_ENTRIES PROVIDED_

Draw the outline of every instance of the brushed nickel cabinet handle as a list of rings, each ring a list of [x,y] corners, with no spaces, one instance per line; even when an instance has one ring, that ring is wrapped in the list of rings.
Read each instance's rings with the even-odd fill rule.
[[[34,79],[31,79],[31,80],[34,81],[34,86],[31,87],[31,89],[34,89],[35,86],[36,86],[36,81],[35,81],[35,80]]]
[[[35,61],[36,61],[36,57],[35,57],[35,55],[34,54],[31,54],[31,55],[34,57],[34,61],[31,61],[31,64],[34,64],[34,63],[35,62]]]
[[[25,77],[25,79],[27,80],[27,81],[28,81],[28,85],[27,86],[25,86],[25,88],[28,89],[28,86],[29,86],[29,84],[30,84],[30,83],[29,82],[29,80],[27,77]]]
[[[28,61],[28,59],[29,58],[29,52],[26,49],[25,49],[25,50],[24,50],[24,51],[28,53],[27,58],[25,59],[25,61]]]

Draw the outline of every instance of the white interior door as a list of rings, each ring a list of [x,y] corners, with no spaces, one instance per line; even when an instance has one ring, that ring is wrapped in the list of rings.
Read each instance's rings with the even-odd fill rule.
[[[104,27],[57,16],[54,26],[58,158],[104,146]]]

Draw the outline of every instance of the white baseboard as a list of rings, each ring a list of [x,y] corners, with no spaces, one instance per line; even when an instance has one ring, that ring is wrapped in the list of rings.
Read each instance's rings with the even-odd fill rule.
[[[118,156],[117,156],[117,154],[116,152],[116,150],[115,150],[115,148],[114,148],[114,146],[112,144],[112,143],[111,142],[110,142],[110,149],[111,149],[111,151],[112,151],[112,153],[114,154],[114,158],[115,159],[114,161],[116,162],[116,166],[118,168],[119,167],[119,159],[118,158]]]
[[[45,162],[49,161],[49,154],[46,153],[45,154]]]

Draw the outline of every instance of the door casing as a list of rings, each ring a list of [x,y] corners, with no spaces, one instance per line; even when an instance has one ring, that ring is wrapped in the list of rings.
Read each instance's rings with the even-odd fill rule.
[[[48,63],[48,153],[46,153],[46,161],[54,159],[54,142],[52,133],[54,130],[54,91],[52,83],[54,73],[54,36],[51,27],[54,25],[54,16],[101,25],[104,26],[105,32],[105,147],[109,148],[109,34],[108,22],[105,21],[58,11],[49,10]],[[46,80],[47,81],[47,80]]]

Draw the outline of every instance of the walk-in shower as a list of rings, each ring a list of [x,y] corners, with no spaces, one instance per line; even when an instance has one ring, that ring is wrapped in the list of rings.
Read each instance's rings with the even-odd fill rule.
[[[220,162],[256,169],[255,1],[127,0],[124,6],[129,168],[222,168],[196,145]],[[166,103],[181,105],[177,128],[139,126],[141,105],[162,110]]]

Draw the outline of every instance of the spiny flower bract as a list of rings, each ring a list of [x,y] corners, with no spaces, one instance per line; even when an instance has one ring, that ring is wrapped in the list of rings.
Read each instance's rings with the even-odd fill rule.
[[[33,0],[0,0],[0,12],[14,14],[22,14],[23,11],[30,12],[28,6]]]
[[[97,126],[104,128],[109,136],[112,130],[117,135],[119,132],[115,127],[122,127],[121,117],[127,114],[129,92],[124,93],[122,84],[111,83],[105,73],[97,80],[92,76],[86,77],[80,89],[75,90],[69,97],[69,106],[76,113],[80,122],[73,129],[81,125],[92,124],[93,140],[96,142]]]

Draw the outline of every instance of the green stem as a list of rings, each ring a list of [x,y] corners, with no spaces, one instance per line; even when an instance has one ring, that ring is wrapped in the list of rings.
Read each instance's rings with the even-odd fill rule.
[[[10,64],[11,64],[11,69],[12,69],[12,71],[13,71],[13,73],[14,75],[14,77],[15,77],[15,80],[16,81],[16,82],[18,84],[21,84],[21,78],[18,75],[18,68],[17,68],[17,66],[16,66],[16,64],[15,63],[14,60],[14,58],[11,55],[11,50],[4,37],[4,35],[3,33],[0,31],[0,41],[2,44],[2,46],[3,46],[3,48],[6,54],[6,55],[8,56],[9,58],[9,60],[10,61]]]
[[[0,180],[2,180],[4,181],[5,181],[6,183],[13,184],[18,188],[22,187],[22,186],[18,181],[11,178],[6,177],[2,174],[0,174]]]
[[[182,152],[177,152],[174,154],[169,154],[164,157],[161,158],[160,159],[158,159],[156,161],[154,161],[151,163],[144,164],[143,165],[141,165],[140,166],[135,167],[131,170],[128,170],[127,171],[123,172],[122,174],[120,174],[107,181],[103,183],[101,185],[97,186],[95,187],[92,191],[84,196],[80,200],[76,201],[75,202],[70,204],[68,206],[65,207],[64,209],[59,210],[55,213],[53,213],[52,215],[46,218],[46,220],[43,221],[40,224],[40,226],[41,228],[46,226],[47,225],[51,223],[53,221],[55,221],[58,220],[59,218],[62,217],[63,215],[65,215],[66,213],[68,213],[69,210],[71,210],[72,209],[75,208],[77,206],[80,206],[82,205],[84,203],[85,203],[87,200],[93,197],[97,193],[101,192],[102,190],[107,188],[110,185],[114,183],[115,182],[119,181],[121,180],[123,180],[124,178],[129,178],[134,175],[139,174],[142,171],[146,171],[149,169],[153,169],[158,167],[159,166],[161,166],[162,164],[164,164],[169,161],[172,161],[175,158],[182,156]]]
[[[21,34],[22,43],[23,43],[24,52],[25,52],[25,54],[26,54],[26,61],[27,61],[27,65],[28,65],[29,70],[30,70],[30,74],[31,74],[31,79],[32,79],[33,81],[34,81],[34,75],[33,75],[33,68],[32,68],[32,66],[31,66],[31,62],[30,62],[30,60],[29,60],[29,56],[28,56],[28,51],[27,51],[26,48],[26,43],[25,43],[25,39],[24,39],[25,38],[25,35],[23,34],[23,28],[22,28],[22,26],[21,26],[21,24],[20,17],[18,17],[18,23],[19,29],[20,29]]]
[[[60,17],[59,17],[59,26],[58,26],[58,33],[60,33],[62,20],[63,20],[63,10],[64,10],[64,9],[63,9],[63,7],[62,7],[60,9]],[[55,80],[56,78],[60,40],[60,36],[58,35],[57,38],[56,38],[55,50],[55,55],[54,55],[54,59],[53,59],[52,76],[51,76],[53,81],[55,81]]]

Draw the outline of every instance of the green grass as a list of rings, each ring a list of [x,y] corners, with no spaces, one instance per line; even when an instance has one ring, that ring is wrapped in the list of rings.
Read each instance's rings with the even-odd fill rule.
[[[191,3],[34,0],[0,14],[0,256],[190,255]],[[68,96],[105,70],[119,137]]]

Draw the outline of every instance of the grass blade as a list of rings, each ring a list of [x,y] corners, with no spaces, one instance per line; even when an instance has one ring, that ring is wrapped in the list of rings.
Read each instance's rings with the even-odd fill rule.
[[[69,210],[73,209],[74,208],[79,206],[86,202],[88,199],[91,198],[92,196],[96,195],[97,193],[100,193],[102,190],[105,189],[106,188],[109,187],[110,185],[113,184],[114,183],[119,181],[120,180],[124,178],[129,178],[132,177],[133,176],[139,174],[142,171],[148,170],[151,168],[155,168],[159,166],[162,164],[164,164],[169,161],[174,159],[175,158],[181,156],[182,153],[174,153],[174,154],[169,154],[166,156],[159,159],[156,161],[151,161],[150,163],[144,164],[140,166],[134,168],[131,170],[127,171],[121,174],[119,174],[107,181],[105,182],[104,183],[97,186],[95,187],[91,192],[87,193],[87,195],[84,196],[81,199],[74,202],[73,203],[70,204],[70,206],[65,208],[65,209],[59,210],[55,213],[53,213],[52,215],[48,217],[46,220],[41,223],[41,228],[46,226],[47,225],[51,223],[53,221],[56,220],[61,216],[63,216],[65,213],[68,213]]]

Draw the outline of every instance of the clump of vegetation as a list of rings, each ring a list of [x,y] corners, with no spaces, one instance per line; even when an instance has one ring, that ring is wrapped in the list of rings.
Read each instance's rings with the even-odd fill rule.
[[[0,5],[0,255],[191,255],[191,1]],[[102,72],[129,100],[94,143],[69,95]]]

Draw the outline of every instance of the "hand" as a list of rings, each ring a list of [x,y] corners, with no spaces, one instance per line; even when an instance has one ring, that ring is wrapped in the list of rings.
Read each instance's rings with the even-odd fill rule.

_TASK PROMPT_
Reproduce the listing above from its first line through the line containing "[[[45,162],[49,161],[49,154],[46,153],[45,154]]]", requests included, with 12 added to every x and y coordinate in the answers.

_CORRECT RESPONSE_
Draw the outline of every instance of the brushed nickel cabinet handle as a list of rings, each ring a list of [x,y] corners, with no spaces, one instance per line; even when an instance has one ring, that ring is wrapped in the list of rings.
Read each instance's rings with the even-odd fill rule.
[[[46,91],[43,91],[43,92],[46,93],[46,98],[43,99],[43,101],[46,101],[47,98],[48,98],[48,93],[47,93],[47,92]]]
[[[47,73],[48,73],[48,69],[47,69],[47,67],[46,66],[43,66],[43,67],[46,69],[46,73],[43,73],[43,76],[46,76],[46,75],[47,74]]]
[[[37,89],[37,91],[39,92],[39,93],[40,93],[40,97],[39,98],[37,98],[37,100],[40,101],[40,98],[41,98],[41,96],[42,96],[42,95],[41,94],[41,92],[39,89]]]
[[[40,73],[40,71],[41,70],[41,64],[38,61],[37,61],[37,62],[36,62],[36,63],[40,65],[39,70],[37,71],[37,73]]]

Draw the outline of every instance of the white interior door as a list of rings, each ring a list of [x,y] corners, with no spaces, one instance per line; even when an instance has one ring, that ring is wrapped in the list of rings.
Read each instance's rings with the even-odd fill rule.
[[[116,39],[69,28],[66,38],[70,170],[116,158]]]

Draw the outline of every instance of the white baseboard as a list of rings, each ring a list of [x,y] corners, with no spaces, one instance per line; even when an instance has one ring, that ring is wrapped in the list of rings.
Read each instance's rings with the even-odd fill rule.
[[[130,168],[129,168],[129,166],[128,164],[128,162],[127,162],[127,160],[126,160],[126,158],[124,156],[124,155],[123,154],[122,154],[122,161],[123,161],[123,163],[124,163],[124,165],[126,166],[126,170],[127,171],[126,173],[128,174],[128,178],[130,180],[131,179],[131,171],[130,170]]]
[[[57,174],[61,173],[61,166],[58,165],[57,166]]]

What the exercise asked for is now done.